TEXTO DE LEITURA:
━━━

O lançamento do Livro «Ai, Alentejo –  Memórias Rurais»,  de Abílio Amiguinho, aconteceu nesta terça-feira, no Auditório da Escola Superior de Ciências Sociais do Instituto Politécnico de Portalegre, que se encontrou completamente cheio

Lançamento do Livro «Ai, Alentejo», de Abílio Amiguinho
DR

 

Abílio Amiguinho, Professor Coordenador aposentado do Departamento de Ciências Sociais, Território e Desenvolvimento, da Escola Superior de Educação e Ciências Sociais do Politécnico de Portalegre.

Esta obra, das Edições Colibri, tem o prefácio de Rui Canário – Professor Catedrático Aposentado da Universidade de Lisboa.

«Boa tarde a todos

Quero, naturalmente, começar por agradecer ao editor da Colibri, Fernando Mão de Ferro, e ao autor, Prof. Amiguinho, o honroso e desafiante convite para a apresentação do seu novo livro, desta vez essencialmente autobiográfico.

━━━

REGISTOS DE DADOS:

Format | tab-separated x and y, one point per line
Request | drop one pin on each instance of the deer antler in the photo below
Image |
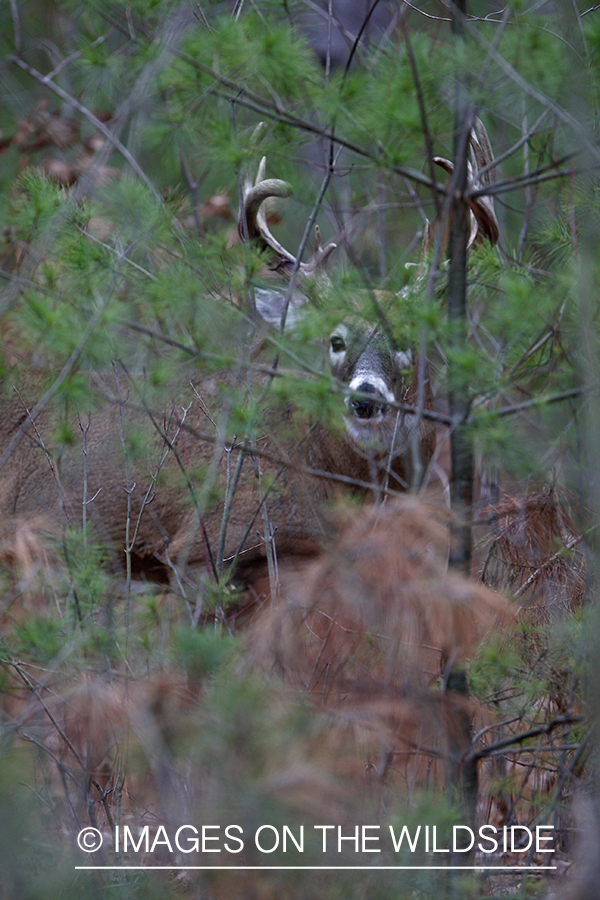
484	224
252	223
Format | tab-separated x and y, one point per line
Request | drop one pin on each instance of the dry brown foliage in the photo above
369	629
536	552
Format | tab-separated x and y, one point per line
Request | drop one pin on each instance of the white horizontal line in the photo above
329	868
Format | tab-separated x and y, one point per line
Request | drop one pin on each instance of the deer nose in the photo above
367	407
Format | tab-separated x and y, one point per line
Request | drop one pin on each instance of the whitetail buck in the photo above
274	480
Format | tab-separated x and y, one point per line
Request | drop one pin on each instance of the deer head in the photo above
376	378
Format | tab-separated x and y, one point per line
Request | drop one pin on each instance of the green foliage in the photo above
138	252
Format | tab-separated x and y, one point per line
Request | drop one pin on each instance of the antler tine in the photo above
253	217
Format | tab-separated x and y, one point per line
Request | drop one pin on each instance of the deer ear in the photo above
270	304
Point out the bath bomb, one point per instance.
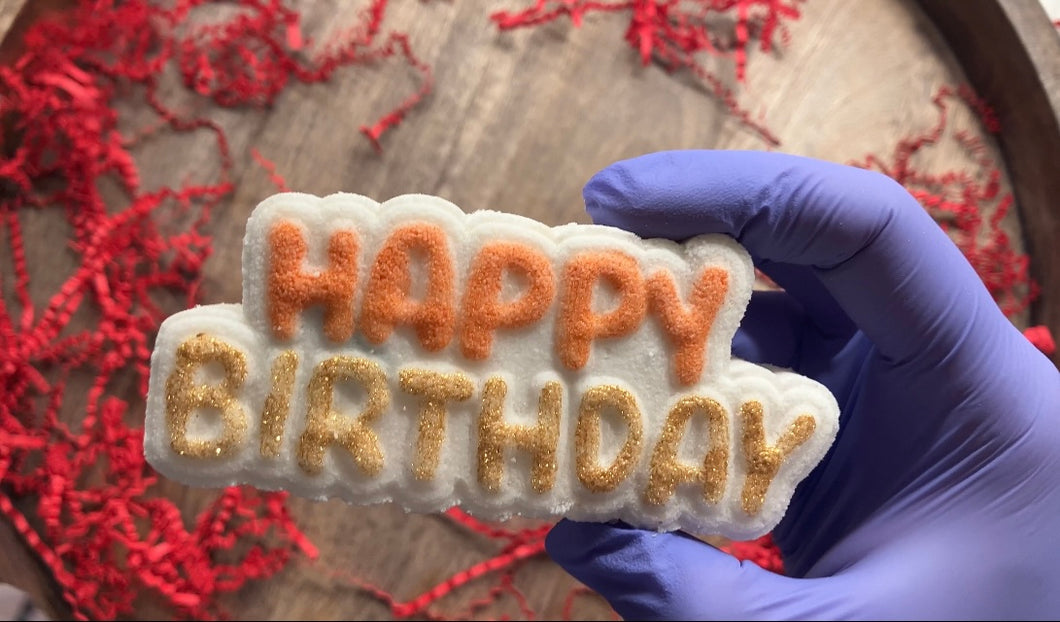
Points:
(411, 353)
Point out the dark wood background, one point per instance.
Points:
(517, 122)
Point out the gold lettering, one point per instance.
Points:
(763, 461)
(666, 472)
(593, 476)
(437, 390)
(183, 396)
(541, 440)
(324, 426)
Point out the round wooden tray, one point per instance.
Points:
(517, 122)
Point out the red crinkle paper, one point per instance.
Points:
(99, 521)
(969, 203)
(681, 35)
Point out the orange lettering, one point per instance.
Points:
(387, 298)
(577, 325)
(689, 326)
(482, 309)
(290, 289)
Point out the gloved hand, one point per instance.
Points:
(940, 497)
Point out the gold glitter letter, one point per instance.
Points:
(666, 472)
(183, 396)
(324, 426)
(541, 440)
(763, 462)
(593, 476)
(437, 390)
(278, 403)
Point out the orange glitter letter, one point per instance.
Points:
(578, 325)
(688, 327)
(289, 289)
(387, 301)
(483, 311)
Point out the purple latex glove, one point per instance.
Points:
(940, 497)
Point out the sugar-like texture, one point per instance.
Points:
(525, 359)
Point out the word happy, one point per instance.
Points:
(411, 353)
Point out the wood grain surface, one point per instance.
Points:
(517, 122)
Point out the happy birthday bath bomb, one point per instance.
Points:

━━━

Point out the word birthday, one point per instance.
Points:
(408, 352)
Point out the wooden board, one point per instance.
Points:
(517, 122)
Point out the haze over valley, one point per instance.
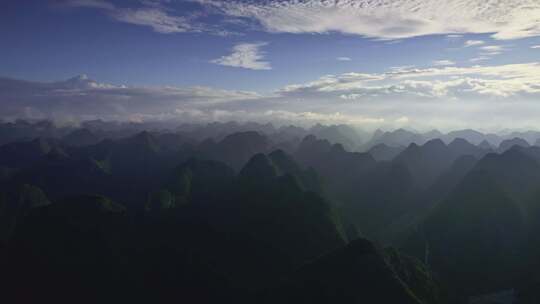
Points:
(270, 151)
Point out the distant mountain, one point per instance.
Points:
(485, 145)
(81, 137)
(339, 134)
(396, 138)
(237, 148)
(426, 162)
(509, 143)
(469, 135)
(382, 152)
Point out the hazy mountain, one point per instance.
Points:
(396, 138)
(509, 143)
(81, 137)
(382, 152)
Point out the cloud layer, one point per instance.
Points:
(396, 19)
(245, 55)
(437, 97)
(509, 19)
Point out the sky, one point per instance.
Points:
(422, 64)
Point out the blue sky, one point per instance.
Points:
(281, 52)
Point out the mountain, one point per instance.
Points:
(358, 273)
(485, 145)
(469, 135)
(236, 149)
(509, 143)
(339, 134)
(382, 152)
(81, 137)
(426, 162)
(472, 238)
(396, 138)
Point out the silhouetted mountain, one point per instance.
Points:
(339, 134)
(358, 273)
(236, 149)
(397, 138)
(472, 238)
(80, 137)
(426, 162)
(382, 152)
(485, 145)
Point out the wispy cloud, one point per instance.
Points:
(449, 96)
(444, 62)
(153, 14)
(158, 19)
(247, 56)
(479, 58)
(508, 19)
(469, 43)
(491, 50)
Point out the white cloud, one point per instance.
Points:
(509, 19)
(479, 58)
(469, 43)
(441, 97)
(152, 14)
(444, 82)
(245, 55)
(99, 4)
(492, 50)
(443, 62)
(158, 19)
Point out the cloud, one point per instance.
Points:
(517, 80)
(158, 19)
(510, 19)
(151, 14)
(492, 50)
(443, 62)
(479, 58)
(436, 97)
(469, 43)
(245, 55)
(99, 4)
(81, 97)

━━━

TAREFA A RESOLVER:
Reproduza o trecho do texto sobre o lançamento do livro, de "Quero, naturalmente, começar" até "vez essencialmente autobiográfico.". Os registos não contam para este exercício.

RESPOSTA CORRETA:
Quero, naturalmente, começar por agradecer ao editor da Colibri, Fernando Mão de Ferro, e ao autor, Prof. Amiguinho, o honroso e desafiante convite para a apresentação do seu novo livro, desta vez essencialmente autobiográfico.